Testo estratto
◇ ◇ ◇ ◇ ◇ ◇ ◇
Mafia: migranti e armi, 17 fermati a Palermo

lunedì 02 Luglio 2018

I Carabinieri hanno agito su disposizione della Dda. Scoperta un'organizzazione criminale legata a Cosa nostra e a gruppi vicini ad ambienti jihadisti che gestiva i viaggi sulla rotta balcanica. Vi facevano parte italiani, kosovari e macedoni. Tremila euro per passare il confine. Armi usate per attentati

I Carabinieri del Nucleo Informativo di Palermo hanno fermato, su disposizione della Dda, 17 persone accusate, a vario titolo, di associazione per delinquere transnazionale finalizzata al favoreggiamento dell’immigrazione clandestina, al traffico di armi da guerra e al riciclaggio di diamanti, oro e denaro contante.
 
L’organizzazione criminale aveva rapporti con Cosa nostra, a cui vendeva armi, e col gruppo paramilitare albanese Nuovo UCK, legato ad ambienti jihadisti.
 
L’organizzazione gestiva i viaggi dei migranti sulla rotta balcanica.
 
Attraverso l’Italia, decine di persone, grazie alla banda, hanno cercato di raggiungere la Svizzera e il nord Europa.
 
La struttura criminale, che faceva capo ad indagati residenti a Palermo, ha sviluppato la sua operatività anche nelle provincie di Sondrio, Como, Pordenone e Siena, oltre che in Svizzera, Germania, Macedonia e Kosovo.
 
Gli investigatori hanno spiegato che a gestire, in cambio di denaro, il traffico di migranti provenienti dall’area balcanica, erano due gruppi criminali.
 
Uno aveva a capo alcuni kosovari, residenti sia in Italia sia in Svizzera, l’altro era composto da italiani e macedoni.
◇ ◇ ◇ ◇ ◇ ◇ ◇
Contenuto del dataset
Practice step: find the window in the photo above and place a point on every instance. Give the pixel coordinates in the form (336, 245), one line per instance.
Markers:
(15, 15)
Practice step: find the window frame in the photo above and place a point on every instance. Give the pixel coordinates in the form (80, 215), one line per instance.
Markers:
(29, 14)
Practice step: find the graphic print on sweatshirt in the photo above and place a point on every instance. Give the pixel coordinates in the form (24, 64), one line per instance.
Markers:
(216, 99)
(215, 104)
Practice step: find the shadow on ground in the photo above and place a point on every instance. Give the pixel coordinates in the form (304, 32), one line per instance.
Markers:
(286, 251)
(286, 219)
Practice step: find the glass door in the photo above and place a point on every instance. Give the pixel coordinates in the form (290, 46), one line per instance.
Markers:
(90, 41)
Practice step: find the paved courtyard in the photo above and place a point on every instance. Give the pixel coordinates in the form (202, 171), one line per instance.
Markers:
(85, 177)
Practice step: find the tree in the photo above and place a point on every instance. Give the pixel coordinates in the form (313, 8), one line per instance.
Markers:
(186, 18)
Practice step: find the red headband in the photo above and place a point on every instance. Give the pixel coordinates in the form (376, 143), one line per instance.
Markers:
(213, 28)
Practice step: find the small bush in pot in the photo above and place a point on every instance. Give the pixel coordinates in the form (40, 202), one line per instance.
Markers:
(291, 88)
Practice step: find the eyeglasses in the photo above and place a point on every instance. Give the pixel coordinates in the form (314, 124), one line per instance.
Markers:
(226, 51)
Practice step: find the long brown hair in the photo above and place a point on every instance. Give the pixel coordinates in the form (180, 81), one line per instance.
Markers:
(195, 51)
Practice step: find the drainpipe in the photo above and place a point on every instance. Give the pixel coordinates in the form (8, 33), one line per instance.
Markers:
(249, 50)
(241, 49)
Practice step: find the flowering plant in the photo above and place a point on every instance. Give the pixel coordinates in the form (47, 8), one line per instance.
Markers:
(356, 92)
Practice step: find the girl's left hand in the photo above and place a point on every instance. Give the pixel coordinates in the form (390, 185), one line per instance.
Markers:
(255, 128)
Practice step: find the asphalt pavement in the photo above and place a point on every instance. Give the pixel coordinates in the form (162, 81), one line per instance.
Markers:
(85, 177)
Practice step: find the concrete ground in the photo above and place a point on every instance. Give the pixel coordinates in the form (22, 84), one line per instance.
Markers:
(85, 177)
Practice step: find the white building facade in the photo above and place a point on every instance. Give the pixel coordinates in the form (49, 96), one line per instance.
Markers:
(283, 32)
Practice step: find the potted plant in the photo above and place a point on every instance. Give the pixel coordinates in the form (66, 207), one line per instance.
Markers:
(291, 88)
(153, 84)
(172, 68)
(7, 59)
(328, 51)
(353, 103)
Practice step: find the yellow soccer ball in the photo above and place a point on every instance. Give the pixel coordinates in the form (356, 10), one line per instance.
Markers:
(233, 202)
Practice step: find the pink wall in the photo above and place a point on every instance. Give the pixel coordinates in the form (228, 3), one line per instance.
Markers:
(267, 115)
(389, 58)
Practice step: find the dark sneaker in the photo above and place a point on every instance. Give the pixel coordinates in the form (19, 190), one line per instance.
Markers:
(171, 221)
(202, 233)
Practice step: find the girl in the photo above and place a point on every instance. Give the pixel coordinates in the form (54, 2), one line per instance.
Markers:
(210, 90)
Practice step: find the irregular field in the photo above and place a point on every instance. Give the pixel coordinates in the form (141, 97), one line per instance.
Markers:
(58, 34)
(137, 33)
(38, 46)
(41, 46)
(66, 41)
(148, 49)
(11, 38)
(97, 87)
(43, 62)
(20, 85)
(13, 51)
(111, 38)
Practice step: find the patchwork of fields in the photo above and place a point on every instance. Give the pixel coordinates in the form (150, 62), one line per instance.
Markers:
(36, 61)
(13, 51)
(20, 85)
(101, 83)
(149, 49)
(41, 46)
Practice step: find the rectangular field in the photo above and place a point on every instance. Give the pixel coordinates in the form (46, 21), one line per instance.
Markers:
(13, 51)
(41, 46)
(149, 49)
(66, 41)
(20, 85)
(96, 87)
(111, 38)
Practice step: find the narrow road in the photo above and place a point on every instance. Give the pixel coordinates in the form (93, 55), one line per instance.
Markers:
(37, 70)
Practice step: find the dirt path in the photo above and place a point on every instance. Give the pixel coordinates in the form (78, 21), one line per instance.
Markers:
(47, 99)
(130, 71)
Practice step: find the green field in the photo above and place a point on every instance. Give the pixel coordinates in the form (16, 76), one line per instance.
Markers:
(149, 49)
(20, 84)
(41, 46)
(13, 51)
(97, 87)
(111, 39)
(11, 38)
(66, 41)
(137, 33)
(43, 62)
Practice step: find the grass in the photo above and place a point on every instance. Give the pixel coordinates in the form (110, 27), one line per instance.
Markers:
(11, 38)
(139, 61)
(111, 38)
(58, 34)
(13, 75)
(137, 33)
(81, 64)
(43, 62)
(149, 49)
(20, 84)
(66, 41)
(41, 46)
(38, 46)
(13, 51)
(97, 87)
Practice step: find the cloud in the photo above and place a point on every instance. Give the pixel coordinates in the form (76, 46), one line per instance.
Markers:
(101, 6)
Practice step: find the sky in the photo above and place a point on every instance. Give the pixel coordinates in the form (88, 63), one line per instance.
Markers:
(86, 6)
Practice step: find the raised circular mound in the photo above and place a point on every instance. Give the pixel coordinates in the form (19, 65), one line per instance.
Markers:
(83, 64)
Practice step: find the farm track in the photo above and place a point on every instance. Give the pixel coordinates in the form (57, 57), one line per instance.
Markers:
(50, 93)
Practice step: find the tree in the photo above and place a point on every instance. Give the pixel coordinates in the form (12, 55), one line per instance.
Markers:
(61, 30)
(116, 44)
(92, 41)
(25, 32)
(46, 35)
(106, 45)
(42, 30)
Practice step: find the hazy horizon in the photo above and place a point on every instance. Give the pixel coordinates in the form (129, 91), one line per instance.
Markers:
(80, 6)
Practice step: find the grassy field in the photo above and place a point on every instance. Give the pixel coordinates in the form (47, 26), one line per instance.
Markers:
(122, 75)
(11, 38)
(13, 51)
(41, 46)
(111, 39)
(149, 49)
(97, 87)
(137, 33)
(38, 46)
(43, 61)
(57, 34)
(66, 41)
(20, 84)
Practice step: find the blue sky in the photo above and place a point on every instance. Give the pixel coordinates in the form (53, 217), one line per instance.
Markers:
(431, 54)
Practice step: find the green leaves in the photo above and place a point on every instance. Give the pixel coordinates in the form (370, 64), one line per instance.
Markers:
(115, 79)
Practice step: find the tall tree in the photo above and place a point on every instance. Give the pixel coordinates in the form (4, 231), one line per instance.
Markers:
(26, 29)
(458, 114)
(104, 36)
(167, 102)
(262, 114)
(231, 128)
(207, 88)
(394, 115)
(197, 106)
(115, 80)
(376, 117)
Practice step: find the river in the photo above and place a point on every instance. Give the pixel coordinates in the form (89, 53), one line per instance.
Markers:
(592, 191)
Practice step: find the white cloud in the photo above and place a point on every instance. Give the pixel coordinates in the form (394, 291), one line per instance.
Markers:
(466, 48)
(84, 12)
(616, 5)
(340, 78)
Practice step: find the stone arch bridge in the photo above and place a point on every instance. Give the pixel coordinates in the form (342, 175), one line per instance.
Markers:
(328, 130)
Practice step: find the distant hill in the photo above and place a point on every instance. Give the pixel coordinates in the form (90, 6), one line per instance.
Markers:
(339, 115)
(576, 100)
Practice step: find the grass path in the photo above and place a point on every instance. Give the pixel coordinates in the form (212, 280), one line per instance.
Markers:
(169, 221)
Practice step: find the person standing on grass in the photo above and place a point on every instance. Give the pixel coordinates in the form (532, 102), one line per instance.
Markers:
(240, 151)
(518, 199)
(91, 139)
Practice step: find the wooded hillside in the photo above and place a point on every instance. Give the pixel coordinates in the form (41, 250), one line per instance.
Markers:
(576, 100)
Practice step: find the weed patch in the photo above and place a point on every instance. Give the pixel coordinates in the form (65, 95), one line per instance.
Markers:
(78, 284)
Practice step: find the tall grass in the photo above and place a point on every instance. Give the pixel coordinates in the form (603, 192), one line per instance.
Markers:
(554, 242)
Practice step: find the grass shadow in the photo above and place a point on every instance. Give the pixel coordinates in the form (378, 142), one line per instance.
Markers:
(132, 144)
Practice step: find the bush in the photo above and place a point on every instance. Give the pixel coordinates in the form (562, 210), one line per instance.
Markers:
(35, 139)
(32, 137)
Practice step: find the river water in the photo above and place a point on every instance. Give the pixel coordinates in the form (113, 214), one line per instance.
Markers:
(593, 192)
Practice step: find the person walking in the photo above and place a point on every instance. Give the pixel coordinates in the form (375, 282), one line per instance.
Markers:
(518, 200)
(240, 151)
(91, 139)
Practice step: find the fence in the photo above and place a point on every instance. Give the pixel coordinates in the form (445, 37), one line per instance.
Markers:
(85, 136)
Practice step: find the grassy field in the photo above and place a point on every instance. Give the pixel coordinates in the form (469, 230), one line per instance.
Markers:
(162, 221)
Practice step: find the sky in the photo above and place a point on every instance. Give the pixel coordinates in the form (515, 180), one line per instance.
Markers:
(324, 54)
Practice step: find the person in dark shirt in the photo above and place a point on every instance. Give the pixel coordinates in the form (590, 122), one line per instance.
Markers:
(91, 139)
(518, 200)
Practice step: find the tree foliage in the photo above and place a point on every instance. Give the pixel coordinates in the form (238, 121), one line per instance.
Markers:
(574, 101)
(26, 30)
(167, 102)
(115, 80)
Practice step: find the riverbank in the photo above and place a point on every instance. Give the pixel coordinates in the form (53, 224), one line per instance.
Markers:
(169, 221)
◇ ◇ ◇ ◇ ◇ ◇ ◇
Il tuo obiettivo
Secondo l'articolo sui fermi di Palermo, in quali province italiane ha esteso la sua operatività la struttura criminale?

Soluzione svolta
Nelle province di Sondrio, Como, Pordenone e Siena.